Quote exactly, and only, the lines from the one with "Question. Mark every instance of the blue surgical gown" through the end of the listing.

(Saved data entries)

+ + + + +

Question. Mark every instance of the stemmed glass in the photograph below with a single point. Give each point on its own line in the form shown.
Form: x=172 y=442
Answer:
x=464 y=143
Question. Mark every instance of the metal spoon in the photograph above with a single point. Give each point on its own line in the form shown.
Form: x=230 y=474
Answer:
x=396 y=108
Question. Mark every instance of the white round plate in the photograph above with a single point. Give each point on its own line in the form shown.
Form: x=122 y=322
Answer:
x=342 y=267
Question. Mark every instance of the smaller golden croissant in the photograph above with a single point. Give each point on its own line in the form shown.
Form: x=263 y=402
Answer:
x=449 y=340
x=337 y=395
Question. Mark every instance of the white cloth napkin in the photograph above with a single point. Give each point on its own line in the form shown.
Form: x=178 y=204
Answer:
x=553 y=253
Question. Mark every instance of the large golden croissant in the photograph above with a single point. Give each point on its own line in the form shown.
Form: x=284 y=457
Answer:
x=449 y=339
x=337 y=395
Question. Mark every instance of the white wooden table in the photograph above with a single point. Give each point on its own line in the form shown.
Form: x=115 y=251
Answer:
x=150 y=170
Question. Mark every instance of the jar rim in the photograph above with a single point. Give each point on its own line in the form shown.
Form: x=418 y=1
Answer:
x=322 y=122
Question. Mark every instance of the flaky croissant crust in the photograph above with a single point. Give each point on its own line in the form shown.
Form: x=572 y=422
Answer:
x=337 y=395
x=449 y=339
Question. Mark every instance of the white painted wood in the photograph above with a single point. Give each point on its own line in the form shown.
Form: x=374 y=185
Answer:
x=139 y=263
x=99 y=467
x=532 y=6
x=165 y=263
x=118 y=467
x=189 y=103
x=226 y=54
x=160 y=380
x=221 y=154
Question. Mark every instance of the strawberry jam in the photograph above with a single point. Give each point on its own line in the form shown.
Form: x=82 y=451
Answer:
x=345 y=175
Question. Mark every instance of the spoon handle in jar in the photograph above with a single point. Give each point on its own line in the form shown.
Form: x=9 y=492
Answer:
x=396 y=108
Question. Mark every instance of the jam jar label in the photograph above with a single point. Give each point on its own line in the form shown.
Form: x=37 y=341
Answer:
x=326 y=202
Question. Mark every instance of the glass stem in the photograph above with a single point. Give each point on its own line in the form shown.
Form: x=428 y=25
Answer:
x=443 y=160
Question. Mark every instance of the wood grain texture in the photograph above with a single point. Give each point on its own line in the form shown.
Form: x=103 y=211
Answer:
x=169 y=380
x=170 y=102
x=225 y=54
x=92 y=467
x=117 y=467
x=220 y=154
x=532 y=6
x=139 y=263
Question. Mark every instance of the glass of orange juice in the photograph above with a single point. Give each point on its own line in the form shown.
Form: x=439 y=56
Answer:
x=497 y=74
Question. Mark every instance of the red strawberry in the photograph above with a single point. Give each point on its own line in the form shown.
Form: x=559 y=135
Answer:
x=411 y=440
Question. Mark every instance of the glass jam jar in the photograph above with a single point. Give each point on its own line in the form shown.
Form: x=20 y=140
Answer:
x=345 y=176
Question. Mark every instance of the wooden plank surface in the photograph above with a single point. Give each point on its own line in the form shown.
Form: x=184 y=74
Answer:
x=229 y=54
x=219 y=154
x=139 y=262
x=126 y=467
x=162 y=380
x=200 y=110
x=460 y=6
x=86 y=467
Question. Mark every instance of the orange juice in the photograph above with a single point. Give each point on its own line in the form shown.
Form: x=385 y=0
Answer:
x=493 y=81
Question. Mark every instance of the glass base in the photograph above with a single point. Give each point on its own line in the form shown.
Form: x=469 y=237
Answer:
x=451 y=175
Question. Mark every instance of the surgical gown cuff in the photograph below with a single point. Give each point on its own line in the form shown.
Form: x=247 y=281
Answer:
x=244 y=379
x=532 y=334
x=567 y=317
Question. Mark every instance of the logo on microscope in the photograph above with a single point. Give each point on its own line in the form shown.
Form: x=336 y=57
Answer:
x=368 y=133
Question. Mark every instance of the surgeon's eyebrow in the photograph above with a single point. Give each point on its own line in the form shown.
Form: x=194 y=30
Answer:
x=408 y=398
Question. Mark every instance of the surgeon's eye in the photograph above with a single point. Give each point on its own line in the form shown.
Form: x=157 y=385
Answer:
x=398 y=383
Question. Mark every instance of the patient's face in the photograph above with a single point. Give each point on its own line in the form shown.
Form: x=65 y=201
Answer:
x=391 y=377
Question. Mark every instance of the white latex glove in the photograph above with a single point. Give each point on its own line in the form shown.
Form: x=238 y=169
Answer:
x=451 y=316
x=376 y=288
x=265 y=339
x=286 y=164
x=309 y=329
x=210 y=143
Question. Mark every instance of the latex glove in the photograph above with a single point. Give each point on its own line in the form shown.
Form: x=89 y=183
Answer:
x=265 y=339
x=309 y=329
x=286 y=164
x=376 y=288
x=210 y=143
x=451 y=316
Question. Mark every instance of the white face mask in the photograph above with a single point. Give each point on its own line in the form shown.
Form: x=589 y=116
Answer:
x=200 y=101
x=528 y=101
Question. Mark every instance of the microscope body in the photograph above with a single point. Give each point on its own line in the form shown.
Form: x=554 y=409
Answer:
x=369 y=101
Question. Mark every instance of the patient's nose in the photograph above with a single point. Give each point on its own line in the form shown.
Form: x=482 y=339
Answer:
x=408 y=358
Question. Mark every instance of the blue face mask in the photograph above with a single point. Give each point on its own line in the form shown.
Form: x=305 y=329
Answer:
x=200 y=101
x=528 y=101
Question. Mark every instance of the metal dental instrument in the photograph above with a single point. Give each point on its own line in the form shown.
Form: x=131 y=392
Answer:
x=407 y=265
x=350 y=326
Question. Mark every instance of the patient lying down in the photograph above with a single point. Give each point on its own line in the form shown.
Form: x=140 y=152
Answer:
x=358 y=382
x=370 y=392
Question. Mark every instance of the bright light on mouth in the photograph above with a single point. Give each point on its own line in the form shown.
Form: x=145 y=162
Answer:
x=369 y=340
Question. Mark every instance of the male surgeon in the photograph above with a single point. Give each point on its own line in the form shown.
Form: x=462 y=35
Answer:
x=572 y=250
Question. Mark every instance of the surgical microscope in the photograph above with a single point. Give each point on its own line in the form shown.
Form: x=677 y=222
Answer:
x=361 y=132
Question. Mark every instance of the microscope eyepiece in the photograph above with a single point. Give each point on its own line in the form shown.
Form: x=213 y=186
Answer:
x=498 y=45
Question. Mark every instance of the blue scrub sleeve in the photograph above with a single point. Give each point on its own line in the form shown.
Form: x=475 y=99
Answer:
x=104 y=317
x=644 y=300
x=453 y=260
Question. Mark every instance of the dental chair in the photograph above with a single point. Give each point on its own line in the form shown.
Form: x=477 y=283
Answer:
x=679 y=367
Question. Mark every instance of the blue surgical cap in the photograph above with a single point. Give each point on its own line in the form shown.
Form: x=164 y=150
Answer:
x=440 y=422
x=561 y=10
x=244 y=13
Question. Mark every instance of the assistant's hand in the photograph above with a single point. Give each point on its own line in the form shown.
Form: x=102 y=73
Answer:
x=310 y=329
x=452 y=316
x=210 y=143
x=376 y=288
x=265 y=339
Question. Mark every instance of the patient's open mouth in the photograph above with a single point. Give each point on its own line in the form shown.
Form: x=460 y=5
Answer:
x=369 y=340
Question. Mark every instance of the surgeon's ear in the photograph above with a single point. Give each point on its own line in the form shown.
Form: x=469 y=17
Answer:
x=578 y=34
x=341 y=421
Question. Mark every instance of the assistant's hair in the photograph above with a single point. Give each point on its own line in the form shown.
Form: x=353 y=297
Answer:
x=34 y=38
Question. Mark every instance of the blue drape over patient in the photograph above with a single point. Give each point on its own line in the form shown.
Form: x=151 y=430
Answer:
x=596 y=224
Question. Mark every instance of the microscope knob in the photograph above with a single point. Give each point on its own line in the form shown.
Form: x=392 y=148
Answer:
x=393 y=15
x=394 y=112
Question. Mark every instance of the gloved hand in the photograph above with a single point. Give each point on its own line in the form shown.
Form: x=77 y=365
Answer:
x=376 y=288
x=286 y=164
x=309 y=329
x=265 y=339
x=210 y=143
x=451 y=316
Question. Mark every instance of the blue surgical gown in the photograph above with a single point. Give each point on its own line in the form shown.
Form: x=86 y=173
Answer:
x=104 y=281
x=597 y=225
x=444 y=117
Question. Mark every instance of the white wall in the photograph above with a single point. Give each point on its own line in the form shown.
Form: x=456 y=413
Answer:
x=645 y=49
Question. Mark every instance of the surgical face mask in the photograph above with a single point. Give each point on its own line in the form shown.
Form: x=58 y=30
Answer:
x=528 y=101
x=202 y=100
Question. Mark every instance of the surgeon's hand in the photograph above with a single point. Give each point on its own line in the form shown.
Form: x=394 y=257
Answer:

+ + + + +

Reply to the exercise.
Question. Mark every instance of the blue surgical gown in the photograph above with a single point. Give each point on its own line in the form shown.
Form: x=86 y=173
Answer:
x=104 y=281
x=597 y=225
x=444 y=117
Question. Mark every instance of the white wall in the photograph above with a single point. Give each point on its own line in the form shown.
Form: x=456 y=413
Answer:
x=645 y=49
Question. Mark every instance of the surgical face mask in the photograph above with a single point. Give each point on its own line in the form shown.
Form: x=58 y=30
Answer:
x=528 y=101
x=202 y=100
Question. Mark every instance of the surgeon's hand in the photograph above with a single point. Give each point on its own line in the form shown.
Form: x=394 y=257
Answer:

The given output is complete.